§ **AIM**:
Skip every line before the one containing "the nose landing", then copy that line and the rest of the entries below exactly, through the last line.
┌────────
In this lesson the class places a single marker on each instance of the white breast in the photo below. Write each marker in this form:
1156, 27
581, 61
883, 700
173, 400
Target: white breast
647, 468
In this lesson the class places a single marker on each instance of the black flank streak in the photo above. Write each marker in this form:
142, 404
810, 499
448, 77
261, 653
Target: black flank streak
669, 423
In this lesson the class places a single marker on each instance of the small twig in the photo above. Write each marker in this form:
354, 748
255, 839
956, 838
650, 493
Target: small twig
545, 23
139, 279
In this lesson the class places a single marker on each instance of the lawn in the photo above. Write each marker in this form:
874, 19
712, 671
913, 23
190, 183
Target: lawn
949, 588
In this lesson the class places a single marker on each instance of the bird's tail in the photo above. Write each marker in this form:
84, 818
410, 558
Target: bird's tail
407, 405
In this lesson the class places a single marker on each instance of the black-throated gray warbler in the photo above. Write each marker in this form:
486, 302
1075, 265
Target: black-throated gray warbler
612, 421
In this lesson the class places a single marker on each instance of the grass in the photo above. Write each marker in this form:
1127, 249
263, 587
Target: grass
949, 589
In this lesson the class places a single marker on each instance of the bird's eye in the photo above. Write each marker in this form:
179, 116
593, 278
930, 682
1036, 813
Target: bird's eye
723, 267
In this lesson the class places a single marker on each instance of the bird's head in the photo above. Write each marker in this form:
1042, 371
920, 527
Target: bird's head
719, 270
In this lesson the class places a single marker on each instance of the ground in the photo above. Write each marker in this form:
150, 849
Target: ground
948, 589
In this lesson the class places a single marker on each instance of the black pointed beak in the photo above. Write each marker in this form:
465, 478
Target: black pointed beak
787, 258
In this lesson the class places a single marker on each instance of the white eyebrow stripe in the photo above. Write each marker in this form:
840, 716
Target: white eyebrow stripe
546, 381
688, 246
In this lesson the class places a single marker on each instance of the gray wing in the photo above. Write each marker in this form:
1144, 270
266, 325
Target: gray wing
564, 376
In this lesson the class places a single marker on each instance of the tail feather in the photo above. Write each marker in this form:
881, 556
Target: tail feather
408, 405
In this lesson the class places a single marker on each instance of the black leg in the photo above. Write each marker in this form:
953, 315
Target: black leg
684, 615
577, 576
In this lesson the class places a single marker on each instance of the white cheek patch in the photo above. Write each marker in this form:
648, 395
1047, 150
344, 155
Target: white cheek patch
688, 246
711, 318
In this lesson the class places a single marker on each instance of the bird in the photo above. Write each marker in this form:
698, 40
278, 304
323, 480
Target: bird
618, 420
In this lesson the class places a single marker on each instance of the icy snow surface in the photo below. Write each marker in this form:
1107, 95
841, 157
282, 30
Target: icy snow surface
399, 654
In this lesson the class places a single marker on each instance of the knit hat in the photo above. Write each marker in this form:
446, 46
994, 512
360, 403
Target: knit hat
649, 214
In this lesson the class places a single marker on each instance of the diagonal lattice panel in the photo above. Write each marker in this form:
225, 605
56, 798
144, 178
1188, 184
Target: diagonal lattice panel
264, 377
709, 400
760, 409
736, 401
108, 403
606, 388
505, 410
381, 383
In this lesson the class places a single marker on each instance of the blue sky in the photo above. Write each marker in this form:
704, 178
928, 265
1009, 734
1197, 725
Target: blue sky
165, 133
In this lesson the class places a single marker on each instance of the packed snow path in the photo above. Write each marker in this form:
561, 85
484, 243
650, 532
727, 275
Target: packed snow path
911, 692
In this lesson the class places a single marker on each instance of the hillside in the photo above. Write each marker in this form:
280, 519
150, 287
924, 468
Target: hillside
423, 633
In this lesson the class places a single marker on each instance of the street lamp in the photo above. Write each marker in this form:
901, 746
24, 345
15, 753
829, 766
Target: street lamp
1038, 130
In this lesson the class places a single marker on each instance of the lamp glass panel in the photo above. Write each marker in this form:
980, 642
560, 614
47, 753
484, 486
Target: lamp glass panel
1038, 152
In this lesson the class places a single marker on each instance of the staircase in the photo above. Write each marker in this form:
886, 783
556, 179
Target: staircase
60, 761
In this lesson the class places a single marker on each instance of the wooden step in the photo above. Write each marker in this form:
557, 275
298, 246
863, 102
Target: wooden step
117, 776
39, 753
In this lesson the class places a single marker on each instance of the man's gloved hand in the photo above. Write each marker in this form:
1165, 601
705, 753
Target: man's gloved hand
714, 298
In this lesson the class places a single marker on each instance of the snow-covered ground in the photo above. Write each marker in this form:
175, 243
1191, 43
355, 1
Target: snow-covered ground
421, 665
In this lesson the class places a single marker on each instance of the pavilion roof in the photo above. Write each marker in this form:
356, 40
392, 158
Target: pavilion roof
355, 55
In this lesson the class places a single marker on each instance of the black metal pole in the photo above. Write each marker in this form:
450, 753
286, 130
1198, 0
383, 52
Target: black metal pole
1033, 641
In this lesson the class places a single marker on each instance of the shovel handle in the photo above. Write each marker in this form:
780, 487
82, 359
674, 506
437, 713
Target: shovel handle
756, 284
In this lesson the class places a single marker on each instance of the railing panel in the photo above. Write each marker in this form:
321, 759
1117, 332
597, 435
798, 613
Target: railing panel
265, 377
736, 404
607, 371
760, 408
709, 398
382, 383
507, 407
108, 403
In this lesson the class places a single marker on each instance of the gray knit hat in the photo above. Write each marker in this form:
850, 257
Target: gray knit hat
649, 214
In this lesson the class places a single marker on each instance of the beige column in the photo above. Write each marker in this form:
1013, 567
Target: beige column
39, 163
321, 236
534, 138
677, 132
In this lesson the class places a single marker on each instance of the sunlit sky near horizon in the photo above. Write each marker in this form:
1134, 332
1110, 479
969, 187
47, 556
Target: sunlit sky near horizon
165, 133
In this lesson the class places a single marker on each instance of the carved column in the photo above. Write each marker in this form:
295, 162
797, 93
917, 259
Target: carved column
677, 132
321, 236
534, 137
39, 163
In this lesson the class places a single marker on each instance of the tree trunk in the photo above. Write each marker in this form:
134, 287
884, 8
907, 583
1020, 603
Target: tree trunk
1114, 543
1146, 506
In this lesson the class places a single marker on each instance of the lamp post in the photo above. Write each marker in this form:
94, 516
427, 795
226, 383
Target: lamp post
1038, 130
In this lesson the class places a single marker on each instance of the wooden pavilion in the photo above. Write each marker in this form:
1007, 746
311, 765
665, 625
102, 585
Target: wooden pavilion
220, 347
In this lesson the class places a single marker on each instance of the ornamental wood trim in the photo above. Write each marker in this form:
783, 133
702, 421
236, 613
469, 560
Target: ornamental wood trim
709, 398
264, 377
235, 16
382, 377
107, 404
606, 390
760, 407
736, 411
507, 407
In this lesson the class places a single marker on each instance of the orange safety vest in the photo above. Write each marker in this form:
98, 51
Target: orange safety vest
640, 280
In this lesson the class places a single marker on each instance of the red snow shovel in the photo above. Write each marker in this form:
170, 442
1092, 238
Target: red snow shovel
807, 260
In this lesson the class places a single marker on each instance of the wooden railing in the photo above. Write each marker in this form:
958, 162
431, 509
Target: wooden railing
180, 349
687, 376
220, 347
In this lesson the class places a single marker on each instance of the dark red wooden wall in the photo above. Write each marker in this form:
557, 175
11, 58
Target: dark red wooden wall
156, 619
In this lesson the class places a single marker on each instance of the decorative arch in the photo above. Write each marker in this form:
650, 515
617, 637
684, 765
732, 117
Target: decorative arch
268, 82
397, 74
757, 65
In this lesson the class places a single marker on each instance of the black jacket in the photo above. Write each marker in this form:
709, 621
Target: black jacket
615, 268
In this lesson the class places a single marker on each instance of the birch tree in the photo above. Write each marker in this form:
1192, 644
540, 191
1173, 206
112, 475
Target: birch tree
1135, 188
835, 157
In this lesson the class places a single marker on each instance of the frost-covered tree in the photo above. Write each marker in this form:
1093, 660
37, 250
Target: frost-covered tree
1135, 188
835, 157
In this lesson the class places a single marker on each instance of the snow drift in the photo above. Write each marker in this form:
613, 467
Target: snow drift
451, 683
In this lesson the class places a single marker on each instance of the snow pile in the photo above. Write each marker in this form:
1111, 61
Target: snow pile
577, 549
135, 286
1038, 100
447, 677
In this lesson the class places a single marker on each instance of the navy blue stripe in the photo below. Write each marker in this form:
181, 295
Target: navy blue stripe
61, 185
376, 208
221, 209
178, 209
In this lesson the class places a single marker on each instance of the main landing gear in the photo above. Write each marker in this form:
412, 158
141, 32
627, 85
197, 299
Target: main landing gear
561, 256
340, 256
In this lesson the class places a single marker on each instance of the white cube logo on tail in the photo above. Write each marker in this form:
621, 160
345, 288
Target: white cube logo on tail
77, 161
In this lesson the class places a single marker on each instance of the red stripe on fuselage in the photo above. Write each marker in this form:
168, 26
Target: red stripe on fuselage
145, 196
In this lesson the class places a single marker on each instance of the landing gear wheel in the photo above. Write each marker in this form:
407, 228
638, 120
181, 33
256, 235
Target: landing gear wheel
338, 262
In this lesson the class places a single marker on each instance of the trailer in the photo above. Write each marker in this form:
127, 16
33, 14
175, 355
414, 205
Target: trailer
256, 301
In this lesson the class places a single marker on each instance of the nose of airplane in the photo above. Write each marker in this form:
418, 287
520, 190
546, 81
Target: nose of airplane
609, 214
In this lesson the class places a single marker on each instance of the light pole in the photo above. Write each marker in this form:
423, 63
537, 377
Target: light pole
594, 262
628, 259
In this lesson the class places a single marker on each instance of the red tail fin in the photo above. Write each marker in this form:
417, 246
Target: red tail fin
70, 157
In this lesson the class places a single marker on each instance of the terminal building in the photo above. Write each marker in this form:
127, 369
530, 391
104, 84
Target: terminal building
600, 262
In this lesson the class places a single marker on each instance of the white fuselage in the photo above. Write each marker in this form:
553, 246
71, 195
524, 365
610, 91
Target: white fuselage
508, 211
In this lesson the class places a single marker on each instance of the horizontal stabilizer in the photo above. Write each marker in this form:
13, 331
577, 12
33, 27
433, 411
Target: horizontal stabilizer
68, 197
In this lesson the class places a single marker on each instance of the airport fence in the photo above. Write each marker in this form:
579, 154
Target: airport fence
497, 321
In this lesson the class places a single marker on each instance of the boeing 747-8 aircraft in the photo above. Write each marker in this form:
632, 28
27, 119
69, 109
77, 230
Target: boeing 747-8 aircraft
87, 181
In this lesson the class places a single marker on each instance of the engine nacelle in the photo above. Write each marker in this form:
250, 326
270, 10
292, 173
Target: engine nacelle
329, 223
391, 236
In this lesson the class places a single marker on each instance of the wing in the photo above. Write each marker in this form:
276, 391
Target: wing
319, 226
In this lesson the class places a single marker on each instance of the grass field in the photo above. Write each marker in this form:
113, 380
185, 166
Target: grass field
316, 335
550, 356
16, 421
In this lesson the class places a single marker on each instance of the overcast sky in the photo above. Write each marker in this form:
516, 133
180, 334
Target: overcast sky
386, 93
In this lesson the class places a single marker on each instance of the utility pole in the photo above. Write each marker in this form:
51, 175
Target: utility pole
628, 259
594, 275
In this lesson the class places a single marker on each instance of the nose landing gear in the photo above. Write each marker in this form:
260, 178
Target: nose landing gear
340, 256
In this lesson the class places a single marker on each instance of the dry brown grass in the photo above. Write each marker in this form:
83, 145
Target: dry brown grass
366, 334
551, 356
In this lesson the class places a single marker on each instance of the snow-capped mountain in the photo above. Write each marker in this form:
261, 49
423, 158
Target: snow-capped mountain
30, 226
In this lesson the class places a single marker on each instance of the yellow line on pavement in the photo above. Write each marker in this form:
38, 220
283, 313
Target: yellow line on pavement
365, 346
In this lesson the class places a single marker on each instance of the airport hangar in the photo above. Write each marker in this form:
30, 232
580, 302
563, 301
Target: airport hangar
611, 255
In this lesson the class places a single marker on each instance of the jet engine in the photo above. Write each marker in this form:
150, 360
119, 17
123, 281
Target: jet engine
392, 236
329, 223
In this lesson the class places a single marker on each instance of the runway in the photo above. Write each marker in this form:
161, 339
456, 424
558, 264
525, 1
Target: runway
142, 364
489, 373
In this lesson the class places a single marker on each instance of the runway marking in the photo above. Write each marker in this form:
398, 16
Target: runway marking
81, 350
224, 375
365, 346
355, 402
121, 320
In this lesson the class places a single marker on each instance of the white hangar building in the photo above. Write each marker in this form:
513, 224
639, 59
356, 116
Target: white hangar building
└────────
§ **RESULT**:
In this lesson the class places a single marker on each instance of the nose landing gear in the photo above. Write each marker in this form:
260, 178
Target: nose landing gear
340, 256
In this lesson the class places a single marker on each instance of the dry brown grass in the photo above. Write each marker in this form:
83, 145
Target: dry brown grass
366, 334
551, 356
In this lesson the class places a single marker on each instance of the snow-capped mountain in the photo above. Write each marker in this form:
261, 49
423, 158
Target: snow-capped mountain
30, 226
In this lesson the class places a single marker on each instance of the yellow line on pavement in the photo above. Write each marker in this form:
38, 220
283, 313
Target: yellow line on pavement
365, 346
In this lesson the class places a single marker on each instance of the airport hangar in the photo above. Write each marker in this form:
30, 232
580, 302
563, 301
Target: airport hangar
611, 255
In this lesson the class places a single marker on each instance of the jet engine in the photo above. Write each marker in this form:
150, 360
119, 17
123, 281
Target: jet engine
392, 236
329, 223
In this lesson the class places a single marker on each instance of the runway in the photo above. Write each marker in this form:
161, 339
456, 424
558, 264
525, 1
Target: runway
142, 364
489, 373
In this lesson the class places a single marker on each instance of the runway marking in the photo above. Write each marker in this form:
398, 16
Target: runway marking
81, 350
224, 375
365, 346
355, 402
121, 320
In this lesson the class places a single marker on each instance of the white hangar building in the photo above. Write each marker in this form:
513, 224
639, 59
356, 116
Target: white hangar building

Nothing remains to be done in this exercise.